### STATED PROBLEM A
Pick out every line of the listing below that contains the word "framed".

Start a family, make music, build a dacha


A survey showed the 48% of Russians live their lives from day to day, focusing only on immediate tasks and concerns, without planning for the distant future. The remainder of society, meanwhile, works on carrying out short-term and long-term plans. In a survey data analysis, HSE researchers concluded that Russians’ main goals and desires generally reflect Russia’s unresolved social and domestic problems.*

Previous theoretical and empirical studies have shown that social well-being is directly correlated with the goals that the members of a society set for themselves. This includes plans that are both intended and already achieved in order to enjoy new life benefits, for either oneself or others.

According to researchers, the life goals of a population serve as an indication of that society’s true ideological structure. By analyzing them, we can predetermine the social trajectory of a country’s development.

In 2017, researchers collected information about Russians’ life goals based on a representative sample comprised of 700 people living in different regions of Russia. Of the respondents, 53% were women and 47% were men, with an average age of about 46. About 34% of respondents held advanced educational degrees, and approximately 48% lived in large cities and regional capitals. The average per capita income of families surveyed was 19,000 rubles (about 294 US Dollars) a month.

Survey results showed that 52.4% of the respondents have a specific life goal. However, the other part (almost half of Russian society) lives without any clear idea of ​​what they would like to achieve in the future. 25.9% of respondents (among whom the average age was 44) could not name a single specific goal aside from activities of their everyday life—work, housework, and spending time with family. ‘For members of this group, the idea of life goals is understood as the equivalent to reproducing the way of life that they already have,’ the researchers observed. Another 21.7% of respondents stated that they do not have a life goal, because they believe that they have already achieved everything that they can. Respondents of this last group were, on average, 67 years old.

### RECORDS FOR THE EXERCISE
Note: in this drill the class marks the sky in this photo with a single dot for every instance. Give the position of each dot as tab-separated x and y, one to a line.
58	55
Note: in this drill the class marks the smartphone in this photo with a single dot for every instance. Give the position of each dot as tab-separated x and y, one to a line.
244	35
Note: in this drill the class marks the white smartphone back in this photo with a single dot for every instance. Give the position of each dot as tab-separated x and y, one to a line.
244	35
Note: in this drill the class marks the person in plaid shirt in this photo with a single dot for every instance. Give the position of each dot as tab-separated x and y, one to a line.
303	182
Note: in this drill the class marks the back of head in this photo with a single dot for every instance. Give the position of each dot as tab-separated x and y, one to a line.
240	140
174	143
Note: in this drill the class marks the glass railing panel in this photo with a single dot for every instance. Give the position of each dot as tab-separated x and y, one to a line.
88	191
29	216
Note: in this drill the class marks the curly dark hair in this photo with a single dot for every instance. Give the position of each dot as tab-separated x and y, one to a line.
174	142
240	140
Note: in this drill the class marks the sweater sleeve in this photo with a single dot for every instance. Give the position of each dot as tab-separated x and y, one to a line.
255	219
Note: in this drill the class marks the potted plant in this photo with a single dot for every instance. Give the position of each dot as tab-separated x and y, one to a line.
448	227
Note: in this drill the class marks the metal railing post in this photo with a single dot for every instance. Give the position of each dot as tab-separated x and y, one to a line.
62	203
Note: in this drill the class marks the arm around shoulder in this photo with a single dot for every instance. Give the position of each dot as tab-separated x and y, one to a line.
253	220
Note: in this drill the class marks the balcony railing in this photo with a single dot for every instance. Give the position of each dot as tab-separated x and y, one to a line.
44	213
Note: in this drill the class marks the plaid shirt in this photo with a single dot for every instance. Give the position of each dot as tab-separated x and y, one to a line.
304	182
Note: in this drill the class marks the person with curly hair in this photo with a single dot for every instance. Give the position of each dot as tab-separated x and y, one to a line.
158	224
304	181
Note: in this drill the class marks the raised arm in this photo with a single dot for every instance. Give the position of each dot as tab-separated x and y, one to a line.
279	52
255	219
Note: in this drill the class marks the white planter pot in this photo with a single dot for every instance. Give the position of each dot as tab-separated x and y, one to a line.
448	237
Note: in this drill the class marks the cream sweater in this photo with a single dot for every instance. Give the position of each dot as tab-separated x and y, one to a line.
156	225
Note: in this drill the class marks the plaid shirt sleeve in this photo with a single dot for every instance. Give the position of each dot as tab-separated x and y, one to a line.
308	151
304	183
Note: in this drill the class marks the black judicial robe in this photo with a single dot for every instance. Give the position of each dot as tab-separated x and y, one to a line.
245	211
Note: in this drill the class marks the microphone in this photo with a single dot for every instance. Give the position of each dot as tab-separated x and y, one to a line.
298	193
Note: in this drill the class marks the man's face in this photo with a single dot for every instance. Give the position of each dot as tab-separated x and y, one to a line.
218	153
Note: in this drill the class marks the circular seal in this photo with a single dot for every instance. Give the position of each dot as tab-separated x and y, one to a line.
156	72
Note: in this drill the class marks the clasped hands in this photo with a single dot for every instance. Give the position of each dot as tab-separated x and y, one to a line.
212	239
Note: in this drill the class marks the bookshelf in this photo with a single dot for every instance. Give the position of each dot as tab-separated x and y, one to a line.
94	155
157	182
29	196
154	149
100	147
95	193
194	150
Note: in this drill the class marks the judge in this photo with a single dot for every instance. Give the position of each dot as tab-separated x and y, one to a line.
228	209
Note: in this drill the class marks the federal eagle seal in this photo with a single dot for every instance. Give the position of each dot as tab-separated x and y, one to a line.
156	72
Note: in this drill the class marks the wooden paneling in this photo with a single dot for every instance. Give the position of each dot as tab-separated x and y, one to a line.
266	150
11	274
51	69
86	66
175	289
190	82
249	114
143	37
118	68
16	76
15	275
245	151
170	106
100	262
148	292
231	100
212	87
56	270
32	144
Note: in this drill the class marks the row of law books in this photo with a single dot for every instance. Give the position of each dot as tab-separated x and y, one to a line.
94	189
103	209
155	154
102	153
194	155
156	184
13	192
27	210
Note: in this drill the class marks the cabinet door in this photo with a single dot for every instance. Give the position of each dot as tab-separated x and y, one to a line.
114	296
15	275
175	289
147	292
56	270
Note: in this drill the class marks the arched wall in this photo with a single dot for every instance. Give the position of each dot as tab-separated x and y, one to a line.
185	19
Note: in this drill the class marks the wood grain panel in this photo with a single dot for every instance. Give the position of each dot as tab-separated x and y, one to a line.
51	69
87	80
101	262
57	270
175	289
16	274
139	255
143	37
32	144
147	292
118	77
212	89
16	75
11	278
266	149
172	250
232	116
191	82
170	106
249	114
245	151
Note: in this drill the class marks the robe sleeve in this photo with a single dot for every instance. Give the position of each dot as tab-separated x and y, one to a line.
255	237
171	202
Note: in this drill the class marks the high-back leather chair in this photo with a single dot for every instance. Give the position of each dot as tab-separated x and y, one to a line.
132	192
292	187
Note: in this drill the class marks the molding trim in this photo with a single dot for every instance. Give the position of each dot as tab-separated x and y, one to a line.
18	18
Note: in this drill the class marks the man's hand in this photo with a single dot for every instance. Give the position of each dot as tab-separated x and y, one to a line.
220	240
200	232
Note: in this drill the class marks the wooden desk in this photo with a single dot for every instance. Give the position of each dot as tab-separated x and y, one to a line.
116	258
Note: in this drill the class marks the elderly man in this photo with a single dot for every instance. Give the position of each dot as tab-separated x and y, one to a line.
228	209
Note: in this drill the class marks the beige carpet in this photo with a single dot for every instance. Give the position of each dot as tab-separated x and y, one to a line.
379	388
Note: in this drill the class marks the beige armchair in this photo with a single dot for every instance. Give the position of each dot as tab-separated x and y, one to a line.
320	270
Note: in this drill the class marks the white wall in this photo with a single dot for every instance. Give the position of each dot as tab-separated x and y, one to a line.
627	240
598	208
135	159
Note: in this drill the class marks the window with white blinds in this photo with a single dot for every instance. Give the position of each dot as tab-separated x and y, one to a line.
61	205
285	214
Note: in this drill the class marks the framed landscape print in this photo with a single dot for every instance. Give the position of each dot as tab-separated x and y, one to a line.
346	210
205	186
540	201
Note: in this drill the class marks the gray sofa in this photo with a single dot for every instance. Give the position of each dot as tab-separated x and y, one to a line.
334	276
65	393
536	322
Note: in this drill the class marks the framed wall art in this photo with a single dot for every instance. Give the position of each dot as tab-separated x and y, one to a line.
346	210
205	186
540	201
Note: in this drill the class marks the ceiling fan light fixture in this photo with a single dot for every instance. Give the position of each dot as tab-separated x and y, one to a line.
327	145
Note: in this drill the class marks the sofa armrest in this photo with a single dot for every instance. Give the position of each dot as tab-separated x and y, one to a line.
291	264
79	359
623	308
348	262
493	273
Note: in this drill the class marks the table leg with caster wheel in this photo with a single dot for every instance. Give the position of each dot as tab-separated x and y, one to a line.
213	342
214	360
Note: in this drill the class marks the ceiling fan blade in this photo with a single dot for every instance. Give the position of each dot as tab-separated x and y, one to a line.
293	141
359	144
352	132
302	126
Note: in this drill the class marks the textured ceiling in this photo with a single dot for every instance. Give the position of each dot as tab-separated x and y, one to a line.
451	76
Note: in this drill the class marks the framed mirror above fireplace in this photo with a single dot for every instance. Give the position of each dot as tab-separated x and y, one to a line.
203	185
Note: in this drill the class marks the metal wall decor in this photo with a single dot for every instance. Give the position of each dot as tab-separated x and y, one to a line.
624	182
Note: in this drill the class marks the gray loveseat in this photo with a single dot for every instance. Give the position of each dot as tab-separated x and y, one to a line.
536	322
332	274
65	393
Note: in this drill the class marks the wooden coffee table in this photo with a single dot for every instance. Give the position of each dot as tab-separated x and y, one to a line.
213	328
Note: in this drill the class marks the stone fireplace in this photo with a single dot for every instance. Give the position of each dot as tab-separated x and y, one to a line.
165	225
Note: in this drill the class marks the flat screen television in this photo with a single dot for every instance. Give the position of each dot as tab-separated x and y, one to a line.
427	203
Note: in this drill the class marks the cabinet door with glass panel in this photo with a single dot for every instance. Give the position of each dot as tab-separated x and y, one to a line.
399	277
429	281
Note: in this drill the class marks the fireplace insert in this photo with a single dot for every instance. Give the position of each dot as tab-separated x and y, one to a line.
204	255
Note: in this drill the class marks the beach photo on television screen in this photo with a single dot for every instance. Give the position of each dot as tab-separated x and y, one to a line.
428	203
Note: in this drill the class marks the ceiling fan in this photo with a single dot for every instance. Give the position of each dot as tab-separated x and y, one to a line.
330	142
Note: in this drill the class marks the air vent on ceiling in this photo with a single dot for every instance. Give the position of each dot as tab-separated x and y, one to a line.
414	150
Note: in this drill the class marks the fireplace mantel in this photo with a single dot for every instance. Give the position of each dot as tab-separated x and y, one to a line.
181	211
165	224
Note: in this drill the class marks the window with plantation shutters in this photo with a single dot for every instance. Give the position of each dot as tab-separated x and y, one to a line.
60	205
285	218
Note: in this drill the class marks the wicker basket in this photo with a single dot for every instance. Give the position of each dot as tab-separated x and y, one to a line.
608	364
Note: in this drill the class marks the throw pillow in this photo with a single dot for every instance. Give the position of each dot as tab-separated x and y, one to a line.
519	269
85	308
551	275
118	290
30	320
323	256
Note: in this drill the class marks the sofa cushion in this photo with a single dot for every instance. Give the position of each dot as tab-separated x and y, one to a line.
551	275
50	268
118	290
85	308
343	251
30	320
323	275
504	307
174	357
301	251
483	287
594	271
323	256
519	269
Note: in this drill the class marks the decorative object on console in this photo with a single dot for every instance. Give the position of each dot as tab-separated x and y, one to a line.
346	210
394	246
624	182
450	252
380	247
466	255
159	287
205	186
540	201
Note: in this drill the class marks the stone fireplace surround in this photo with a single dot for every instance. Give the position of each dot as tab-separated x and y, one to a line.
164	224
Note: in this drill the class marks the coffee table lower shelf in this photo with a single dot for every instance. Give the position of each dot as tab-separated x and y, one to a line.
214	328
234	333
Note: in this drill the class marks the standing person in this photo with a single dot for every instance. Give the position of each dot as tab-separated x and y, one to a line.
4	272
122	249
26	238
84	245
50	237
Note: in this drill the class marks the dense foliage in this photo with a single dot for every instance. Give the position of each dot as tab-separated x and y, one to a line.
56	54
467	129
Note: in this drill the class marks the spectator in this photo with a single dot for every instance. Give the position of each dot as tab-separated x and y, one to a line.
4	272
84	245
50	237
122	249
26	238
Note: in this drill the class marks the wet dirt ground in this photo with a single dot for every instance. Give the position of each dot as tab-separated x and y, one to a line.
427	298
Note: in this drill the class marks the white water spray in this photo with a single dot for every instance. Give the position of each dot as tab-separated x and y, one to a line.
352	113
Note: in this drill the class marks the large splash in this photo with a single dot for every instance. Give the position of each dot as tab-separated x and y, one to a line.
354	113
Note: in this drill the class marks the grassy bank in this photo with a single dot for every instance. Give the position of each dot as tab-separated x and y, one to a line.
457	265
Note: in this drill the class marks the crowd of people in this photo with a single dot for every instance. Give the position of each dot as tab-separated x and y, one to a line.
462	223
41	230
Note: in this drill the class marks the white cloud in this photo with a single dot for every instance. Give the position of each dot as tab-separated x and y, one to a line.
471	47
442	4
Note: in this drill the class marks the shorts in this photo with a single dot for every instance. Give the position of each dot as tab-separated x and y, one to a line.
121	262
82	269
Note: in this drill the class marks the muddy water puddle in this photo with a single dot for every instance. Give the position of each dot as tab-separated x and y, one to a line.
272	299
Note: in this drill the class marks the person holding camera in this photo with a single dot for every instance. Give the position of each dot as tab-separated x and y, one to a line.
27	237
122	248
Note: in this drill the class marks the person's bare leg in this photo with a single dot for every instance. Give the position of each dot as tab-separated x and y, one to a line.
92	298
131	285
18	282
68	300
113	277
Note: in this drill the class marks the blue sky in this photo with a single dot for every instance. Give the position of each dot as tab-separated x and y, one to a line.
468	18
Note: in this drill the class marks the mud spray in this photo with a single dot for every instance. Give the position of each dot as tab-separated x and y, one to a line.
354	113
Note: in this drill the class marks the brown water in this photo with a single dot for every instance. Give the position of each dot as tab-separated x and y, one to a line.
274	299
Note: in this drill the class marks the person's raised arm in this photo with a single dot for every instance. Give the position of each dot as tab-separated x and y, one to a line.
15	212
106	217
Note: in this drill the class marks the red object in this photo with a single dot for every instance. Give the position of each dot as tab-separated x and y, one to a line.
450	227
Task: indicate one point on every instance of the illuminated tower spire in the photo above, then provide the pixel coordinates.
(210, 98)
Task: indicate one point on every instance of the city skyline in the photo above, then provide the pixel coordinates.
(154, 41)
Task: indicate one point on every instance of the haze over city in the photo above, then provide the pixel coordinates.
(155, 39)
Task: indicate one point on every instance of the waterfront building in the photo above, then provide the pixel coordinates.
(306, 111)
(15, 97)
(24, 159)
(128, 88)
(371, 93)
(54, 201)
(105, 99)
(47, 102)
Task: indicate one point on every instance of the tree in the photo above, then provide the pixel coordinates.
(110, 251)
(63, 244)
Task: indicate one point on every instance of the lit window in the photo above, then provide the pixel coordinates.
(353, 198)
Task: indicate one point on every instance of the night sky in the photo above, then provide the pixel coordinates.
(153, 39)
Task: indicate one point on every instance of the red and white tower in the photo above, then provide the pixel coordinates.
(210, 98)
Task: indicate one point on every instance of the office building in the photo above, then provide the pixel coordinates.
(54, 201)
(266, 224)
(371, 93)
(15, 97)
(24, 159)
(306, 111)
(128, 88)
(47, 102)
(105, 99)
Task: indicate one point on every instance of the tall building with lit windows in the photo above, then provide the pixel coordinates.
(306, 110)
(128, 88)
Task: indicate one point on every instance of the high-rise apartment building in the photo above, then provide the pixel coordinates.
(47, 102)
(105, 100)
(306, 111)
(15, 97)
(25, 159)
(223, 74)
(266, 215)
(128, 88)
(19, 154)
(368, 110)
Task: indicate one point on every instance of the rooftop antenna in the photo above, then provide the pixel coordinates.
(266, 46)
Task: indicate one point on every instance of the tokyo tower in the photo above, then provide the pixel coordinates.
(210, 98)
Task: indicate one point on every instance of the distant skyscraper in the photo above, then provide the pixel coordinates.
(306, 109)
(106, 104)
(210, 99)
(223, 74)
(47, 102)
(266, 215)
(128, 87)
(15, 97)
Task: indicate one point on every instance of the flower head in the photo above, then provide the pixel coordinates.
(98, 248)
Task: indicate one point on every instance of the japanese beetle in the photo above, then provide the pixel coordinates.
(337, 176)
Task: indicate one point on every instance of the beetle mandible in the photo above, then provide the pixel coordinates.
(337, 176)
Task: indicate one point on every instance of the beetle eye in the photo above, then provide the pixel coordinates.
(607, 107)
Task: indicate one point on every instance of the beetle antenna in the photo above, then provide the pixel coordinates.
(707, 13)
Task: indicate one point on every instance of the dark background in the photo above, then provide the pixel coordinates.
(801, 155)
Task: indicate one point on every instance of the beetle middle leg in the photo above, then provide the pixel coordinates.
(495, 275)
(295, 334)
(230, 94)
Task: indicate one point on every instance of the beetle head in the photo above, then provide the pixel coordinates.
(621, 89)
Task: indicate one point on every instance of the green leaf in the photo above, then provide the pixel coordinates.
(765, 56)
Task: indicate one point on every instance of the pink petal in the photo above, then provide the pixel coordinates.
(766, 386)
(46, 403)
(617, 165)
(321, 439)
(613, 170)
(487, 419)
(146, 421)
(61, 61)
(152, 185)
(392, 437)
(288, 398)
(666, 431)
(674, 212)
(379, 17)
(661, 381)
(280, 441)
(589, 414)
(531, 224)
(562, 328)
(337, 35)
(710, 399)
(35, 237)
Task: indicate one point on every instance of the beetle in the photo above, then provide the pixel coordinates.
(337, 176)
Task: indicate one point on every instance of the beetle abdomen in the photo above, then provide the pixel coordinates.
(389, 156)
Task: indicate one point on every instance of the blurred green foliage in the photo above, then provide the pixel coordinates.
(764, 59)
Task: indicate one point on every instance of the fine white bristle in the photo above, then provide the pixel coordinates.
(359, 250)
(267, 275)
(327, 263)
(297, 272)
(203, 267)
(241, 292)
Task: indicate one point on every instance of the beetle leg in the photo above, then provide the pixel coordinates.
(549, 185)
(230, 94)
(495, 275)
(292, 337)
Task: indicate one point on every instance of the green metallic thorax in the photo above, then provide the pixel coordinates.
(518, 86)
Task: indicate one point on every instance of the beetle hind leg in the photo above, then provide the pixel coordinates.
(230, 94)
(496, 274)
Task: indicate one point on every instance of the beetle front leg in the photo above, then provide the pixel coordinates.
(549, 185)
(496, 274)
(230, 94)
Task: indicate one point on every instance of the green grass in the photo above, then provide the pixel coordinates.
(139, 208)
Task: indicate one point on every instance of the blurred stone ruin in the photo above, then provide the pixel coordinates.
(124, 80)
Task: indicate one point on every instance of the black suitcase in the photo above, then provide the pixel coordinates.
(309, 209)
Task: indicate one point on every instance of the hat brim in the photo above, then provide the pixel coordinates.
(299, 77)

### STATED PROBLEM B
Extend the article on Russians' life goals, picking up right after its final sentence.

### EXERCISE ANSWER A
Note: in this drill the class marks the framed landscape print in this photo with a single dot for every instance. Give the position of each dot as tab-separated x and y, one to a line.
Note: in this drill the class marks the framed wall art in this photo with a single dot for every instance. Give the position of each dot as tab-separated x and y, one to a line.
Note: in this drill the class marks the framed mirror above fireplace in this photo with a single dot for every instance. Give the position of each dot as tab-separated x and y, one to a line.

### EXERCISE ANSWER B
Respondents who expressed having life goals indicated the following:

Buying an apartment;
buying/building a house or a dacha (country home) — 24,3%
Providing for children’s future — 16,2%
Education, additional training, creative tasks — 11,1%
Starting a family or having children — 10,8%
 Career, professional advancement,
starting a business — 9,9%
Paying off a debt or mortgage — 6,9%
Purchasing an automobile, furniture;
renovating one’s apartment — 6,9%
Travel; moving to a different region — 6,0%
Earning a higher salary; material well-being — 4,2%

The average desired time frame indicated by respondents for achieving their goals was about 5 years. The largest time frames were associated with goals such as paying off large loans or providing for the future of one’s children — these averaged 8-9 years. Shorter term goals (averaging 3 years into the future) were related to travel and purchasing items for long-term use (such as furniture or an automobile).

Types of Goals

The researchers divided the respondents' goals into three categories according to the extent to which they were connected with material well-being. They based this classification on the views expressed by the respondents themselves: participants were asked whether their goal was for a material result (such as receiving a raise or increasing their property value), a non-monetary result (such as gaining respect or fulfilling a spiritual need), or if it was something that could not be measured monetarily at all. Based on respondents’ answers, the researchers categorized the goals as ‘purely utilitarian’, ‘mixed’, and ‘purely idealistic’.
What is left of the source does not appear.